**Records to process:**
>>

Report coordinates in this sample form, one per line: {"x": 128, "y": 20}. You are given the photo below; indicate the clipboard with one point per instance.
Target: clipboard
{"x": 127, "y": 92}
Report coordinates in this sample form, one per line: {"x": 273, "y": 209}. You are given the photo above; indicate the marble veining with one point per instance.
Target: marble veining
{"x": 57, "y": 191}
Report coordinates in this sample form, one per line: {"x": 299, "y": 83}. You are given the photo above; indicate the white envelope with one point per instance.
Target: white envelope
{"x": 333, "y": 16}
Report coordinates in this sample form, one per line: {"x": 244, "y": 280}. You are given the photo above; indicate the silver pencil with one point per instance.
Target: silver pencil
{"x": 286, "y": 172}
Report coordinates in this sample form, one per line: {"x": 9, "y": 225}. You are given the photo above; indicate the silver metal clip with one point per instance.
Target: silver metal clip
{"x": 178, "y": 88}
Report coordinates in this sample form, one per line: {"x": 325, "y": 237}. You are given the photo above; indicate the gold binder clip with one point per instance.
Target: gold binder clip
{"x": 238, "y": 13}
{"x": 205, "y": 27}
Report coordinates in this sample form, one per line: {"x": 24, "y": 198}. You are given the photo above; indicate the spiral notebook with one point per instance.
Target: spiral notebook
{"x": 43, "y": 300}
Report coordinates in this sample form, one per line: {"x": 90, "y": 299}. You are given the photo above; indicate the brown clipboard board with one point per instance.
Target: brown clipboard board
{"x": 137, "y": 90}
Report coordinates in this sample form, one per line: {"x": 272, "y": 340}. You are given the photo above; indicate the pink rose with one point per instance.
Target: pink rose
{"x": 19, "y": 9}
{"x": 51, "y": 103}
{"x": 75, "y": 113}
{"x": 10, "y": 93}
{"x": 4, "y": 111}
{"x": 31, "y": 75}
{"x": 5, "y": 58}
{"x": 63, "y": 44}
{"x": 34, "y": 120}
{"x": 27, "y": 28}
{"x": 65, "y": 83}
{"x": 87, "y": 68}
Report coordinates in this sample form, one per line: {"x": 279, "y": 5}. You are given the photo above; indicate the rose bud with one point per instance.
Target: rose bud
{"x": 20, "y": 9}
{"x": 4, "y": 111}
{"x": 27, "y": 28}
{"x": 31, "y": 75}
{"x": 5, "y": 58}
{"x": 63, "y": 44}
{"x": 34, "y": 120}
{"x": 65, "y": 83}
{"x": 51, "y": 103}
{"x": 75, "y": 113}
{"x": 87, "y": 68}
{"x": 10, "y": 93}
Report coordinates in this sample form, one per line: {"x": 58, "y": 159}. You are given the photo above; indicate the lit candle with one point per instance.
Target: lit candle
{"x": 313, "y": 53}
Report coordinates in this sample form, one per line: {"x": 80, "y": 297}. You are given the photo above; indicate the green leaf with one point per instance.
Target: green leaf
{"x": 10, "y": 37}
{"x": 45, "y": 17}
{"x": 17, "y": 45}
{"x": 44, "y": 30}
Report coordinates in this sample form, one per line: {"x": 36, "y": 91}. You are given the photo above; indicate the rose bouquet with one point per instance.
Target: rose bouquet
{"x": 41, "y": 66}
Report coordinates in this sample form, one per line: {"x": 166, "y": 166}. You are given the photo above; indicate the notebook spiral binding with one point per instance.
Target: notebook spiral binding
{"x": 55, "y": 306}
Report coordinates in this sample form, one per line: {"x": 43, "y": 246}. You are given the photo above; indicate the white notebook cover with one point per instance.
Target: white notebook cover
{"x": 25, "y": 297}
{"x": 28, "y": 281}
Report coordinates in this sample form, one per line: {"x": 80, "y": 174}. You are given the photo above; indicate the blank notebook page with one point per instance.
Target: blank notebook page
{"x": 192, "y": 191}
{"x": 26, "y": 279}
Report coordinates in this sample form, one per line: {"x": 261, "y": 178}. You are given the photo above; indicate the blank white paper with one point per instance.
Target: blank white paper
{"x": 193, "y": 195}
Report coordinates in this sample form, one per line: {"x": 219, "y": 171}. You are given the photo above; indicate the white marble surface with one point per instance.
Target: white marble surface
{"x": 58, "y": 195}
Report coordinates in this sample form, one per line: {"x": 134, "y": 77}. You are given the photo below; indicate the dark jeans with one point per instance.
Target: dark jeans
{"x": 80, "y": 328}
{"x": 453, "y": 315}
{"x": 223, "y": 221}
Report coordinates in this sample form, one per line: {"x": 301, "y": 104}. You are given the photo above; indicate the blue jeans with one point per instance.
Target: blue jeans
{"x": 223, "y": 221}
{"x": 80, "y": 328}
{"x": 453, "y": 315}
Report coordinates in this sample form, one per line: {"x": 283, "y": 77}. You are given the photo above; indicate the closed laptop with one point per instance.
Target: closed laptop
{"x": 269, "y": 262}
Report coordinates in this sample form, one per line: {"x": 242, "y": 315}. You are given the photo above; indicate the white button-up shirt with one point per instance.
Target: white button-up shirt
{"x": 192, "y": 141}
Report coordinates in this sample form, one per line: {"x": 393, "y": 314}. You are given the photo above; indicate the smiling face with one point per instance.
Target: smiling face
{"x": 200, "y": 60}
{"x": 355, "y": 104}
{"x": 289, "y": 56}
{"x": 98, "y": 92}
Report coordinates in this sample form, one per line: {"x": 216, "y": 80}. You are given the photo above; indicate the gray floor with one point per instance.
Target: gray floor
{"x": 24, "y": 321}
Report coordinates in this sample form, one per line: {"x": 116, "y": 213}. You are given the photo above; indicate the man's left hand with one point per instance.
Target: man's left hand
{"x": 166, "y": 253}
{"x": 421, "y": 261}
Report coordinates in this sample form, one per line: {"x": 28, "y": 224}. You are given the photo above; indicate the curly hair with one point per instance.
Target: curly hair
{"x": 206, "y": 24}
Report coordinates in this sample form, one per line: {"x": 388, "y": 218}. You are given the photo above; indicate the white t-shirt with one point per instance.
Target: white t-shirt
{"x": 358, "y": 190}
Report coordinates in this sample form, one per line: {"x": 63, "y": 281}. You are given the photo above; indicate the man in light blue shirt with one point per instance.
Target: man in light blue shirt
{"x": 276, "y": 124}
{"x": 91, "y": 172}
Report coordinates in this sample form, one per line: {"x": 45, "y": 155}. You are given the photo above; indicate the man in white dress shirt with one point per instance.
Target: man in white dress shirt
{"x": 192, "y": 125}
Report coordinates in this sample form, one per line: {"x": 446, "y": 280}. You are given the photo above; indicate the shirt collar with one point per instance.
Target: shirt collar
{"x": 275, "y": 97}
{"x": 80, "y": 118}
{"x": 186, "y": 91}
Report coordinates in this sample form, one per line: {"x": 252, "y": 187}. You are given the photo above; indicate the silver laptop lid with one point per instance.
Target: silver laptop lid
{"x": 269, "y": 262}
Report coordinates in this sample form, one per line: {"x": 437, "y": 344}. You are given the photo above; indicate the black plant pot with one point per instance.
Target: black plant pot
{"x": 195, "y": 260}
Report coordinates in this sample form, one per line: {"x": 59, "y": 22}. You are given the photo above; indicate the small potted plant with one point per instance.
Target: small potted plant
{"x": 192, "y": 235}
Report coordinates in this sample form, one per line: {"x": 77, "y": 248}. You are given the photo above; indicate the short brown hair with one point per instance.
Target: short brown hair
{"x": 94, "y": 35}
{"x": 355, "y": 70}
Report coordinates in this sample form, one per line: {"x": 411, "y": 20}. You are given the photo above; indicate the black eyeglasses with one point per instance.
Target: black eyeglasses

<<

**What is needed:**
Filter the material above down to the lines that hold the word "eyeglasses".

**Answer box:**
Report coordinates in this sample form, one per line: {"x": 411, "y": 20}. You are given the photo above; indicate the black eyeglasses with one point per instance.
Target: black eyeglasses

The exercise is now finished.